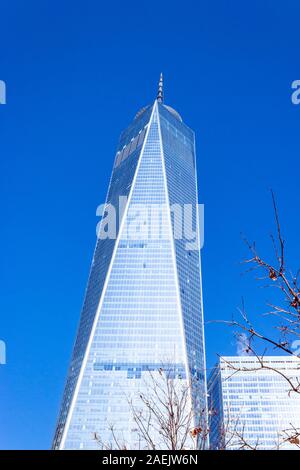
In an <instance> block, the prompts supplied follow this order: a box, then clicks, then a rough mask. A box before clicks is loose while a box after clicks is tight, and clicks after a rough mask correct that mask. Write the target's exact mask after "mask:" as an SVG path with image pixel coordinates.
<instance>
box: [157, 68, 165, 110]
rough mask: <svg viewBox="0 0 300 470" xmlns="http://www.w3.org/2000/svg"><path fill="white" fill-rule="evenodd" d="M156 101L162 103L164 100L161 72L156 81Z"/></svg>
mask: <svg viewBox="0 0 300 470" xmlns="http://www.w3.org/2000/svg"><path fill="white" fill-rule="evenodd" d="M156 99H157V101H158V102H159V103H162V102H163V100H164V95H163V75H162V73H161V74H160V77H159V83H158V91H157V98H156Z"/></svg>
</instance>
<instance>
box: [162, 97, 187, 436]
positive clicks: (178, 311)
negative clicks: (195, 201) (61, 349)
mask: <svg viewBox="0 0 300 470" xmlns="http://www.w3.org/2000/svg"><path fill="white" fill-rule="evenodd" d="M156 105H157V104H156ZM157 107H158V105H157ZM157 119H158V133H159V143H160V153H161V159H162V168H163V178H164V186H165V192H166V199H167V206H168V207H167V213H168V216H169V217H168V218H169V231H170V241H171V252H172V260H173V266H174V275H175V285H176V294H177V303H178V313H179V323H180V328H181V337H182V341H183V348H184V356H185V373H186V378H187V384H188V386H189V401H190V406H191V410H193V400H192V396H191V385H190V369H189V366H188V356H187V346H186V339H185V328H184V323H183V311H182V304H181V298H180V290H179V280H178V270H177V262H176V255H175V241H174V237H173V231H172V220H171V207H170V198H169V192H168V185H167V177H166V168H165V156H164V150H163V145H162V134H161V127H160V115H159V110H157ZM192 417H193V418H192V420H193V425H194V427H195V416H194V413H192Z"/></svg>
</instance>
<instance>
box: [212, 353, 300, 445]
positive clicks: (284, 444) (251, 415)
mask: <svg viewBox="0 0 300 470" xmlns="http://www.w3.org/2000/svg"><path fill="white" fill-rule="evenodd" d="M263 364H264V367H263V368H262V367H261V364H260V362H259V360H258V358H256V357H255V356H233V357H221V358H220V360H219V362H218V364H217V365H216V367H215V368H214V369H213V371H212V373H211V375H210V377H209V381H208V395H209V399H208V401H209V409H210V410H211V411H212V412H213V413H212V418H211V423H210V428H211V431H210V446H211V448H212V449H224V448H226V449H227V450H237V449H242V448H243V449H251V447H252V448H257V449H261V450H271V449H273V450H276V449H282V450H283V449H293V450H297V449H298V450H299V446H297V445H296V444H295V443H293V441H291V440H289V439H288V437H289V436H293V435H295V432H294V431H293V428H295V429H297V430H298V432H299V429H300V395H299V393H295V392H290V390H291V385H290V384H289V382H288V380H287V379H289V380H291V381H292V383H293V384H294V385H297V384H298V383H299V380H300V359H299V358H297V357H293V356H265V357H264V358H263ZM236 370H238V372H236Z"/></svg>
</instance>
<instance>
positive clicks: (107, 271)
mask: <svg viewBox="0 0 300 470" xmlns="http://www.w3.org/2000/svg"><path fill="white" fill-rule="evenodd" d="M154 108H155V106H153V109H152V113H151V116H150V119H149V122H148V127H147V131H146V135H145V138H144V142H143V146H142V148H141V153H140V156H139V160H138V163H137V166H136V170H135V173H134V177H133V180H132V185H131V188H130V192H129V195H128V200H127V206H126V209H125V210H124V214H123V218H122V222H121V224H120V228H119V233H118V236H117V239H116V243H115V246H114V249H113V254H112V257H111V260H110V264H109V268H108V270H107V273H106V278H105V282H104V285H103V289H102V293H101V297H100V300H99V304H98V307H97V311H96V315H95V318H94V322H93V326H92V330H91V333H90V338H89V341H88V344H87V347H86V351H85V354H84V358H83V361H82V364H81V368H80V373H79V376H78V379H77V383H76V387H75V390H74V393H73V398H72V402H71V406H70V408H69V413H68V417H67V420H66V423H65V427H64V432H63V436H62V439H61V442H60V446H59V449H62V448H63V446H64V444H65V440H66V436H67V431H68V429H69V426H70V421H71V418H72V414H73V411H74V406H75V403H76V400H77V396H78V392H79V389H80V385H81V382H82V378H83V373H84V370H85V366H86V363H87V360H88V357H89V352H90V349H91V345H92V341H93V338H94V335H95V330H96V327H97V323H98V319H99V315H100V311H101V307H102V304H103V300H104V296H105V293H106V288H107V285H108V281H109V278H110V273H111V270H112V266H113V263H114V259H115V256H116V252H117V248H118V246H119V241H120V238H121V233H122V230H123V226H124V223H125V220H126V216H127V212H128V207H129V204H130V200H131V197H132V193H133V189H134V186H135V181H136V178H137V175H138V171H139V168H140V164H141V160H142V157H143V153H144V148H145V145H146V142H147V139H148V134H149V129H150V127H151V123H152V119H153V112H154Z"/></svg>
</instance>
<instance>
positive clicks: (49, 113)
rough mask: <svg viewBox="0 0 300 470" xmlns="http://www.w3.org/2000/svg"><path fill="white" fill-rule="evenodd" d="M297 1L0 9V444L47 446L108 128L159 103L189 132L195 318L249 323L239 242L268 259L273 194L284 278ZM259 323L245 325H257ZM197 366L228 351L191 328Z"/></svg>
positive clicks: (289, 203) (291, 261) (74, 334)
mask: <svg viewBox="0 0 300 470" xmlns="http://www.w3.org/2000/svg"><path fill="white" fill-rule="evenodd" d="M299 15H300V4H299V1H298V0H294V1H292V0H286V1H285V2H282V1H280V0H273V1H266V0H252V1H251V2H241V1H239V0H236V1H229V0H217V1H215V2H212V1H208V0H207V1H201V0H197V1H194V2H192V1H190V0H186V1H184V2H182V1H178V0H172V1H162V0H161V1H156V0H153V1H151V2H146V1H144V2H143V1H126V2H124V1H112V2H100V1H96V0H93V1H91V0H85V1H84V2H83V1H77V0H75V1H74V0H72V1H70V0H62V1H57V0H51V1H49V0H47V1H43V2H41V1H37V0H36V1H32V0H28V1H26V2H24V1H17V0H9V1H8V0H3V1H2V2H1V29H0V79H2V80H5V81H6V83H7V105H5V106H0V155H1V170H0V179H1V186H0V188H1V199H0V204H1V219H2V224H1V232H0V239H1V245H0V246H1V272H0V275H1V298H0V315H1V321H0V339H3V340H5V342H6V344H7V365H6V366H0V389H1V398H0V447H1V448H2V449H3V448H10V449H15V448H25V449H29V448H33V449H39V448H49V446H50V443H51V438H52V435H53V430H54V426H55V421H56V417H57V413H58V408H59V402H60V399H61V394H62V390H63V384H64V380H65V375H66V371H67V366H68V362H69V358H70V354H71V349H72V344H73V341H74V337H75V333H76V328H77V324H78V320H79V314H80V308H81V304H82V300H83V294H84V290H85V285H86V281H87V276H88V272H89V265H90V261H91V257H92V252H93V248H94V243H95V226H96V223H97V218H96V215H95V210H96V207H97V205H98V204H99V203H101V202H103V201H104V198H105V194H106V190H107V185H108V182H109V177H110V173H111V169H112V163H113V157H114V150H115V147H116V144H117V139H118V137H119V134H120V132H121V130H122V129H123V128H124V127H125V126H126V125H127V124H128V123H129V122H130V120H131V119H132V118H133V116H134V115H135V113H136V111H137V110H138V109H139V108H140V107H141V106H144V105H146V104H148V103H151V102H152V101H153V99H154V97H155V93H156V83H157V80H158V76H159V73H160V72H161V71H163V72H164V76H165V99H166V103H167V104H170V105H172V106H173V107H175V108H176V109H177V110H178V111H179V112H180V113H181V115H182V116H183V118H184V120H185V122H186V123H187V124H188V125H190V126H191V127H192V128H193V129H194V130H195V131H196V137H197V153H198V173H199V174H198V178H199V195H200V202H202V203H204V204H205V208H206V211H205V246H204V249H203V252H202V259H203V288H204V307H205V317H206V320H213V319H218V318H231V315H232V314H234V313H235V312H236V308H237V306H238V305H239V303H240V299H241V297H242V296H244V297H245V301H246V306H247V307H248V311H249V313H250V314H251V315H252V316H258V315H259V314H260V313H263V312H264V311H266V307H265V305H264V302H265V301H266V300H268V299H270V298H271V294H272V293H271V292H270V291H268V290H265V289H264V290H260V289H258V288H257V285H256V283H255V281H254V279H253V276H252V275H247V276H241V272H242V271H243V270H244V268H243V267H242V266H241V265H240V261H241V260H242V259H244V258H245V256H247V250H246V248H245V246H244V244H243V242H242V241H241V238H240V232H241V231H242V232H244V233H245V234H247V236H248V237H249V238H250V239H256V240H257V243H258V247H259V248H261V250H262V252H263V253H266V254H269V253H270V252H271V245H270V241H269V234H270V232H271V231H272V229H273V217H272V207H271V200H270V196H269V193H268V191H269V188H270V187H272V188H273V189H274V191H275V192H276V195H277V199H278V205H279V210H280V216H281V222H282V226H283V229H284V235H285V238H286V240H287V255H288V258H289V259H290V262H291V267H293V268H296V267H299V266H297V265H300V263H299V258H300V257H299V254H300V250H299V228H300V227H299V170H300V159H299V144H300V141H299V135H300V134H299V125H300V105H299V106H295V105H292V103H291V99H290V95H291V82H292V81H293V80H296V79H300V70H299V18H300V16H299ZM259 321H260V320H259ZM206 338H207V352H208V367H211V366H212V364H213V363H214V361H215V358H216V356H215V354H216V352H218V353H222V354H230V353H235V348H236V346H235V344H234V340H233V338H232V335H231V332H229V331H228V329H227V328H226V327H224V326H217V325H214V324H208V325H207V328H206Z"/></svg>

(AIM OF THE TASK): Within the material above, transcribe exactly the lines that run from the line holding "positive clicks: (49, 113)" through the line holding "1L0 9V444L47 446L108".

(RESPONSE TO THE EXERCISE):
positive clicks: (49, 113)
rough mask: <svg viewBox="0 0 300 470" xmlns="http://www.w3.org/2000/svg"><path fill="white" fill-rule="evenodd" d="M297 1L0 9V444L47 446L108 128L159 103L189 132L195 318L249 323L239 242L268 259L273 194L284 278ZM259 323L245 325H257ZM197 366L228 351L191 328Z"/></svg>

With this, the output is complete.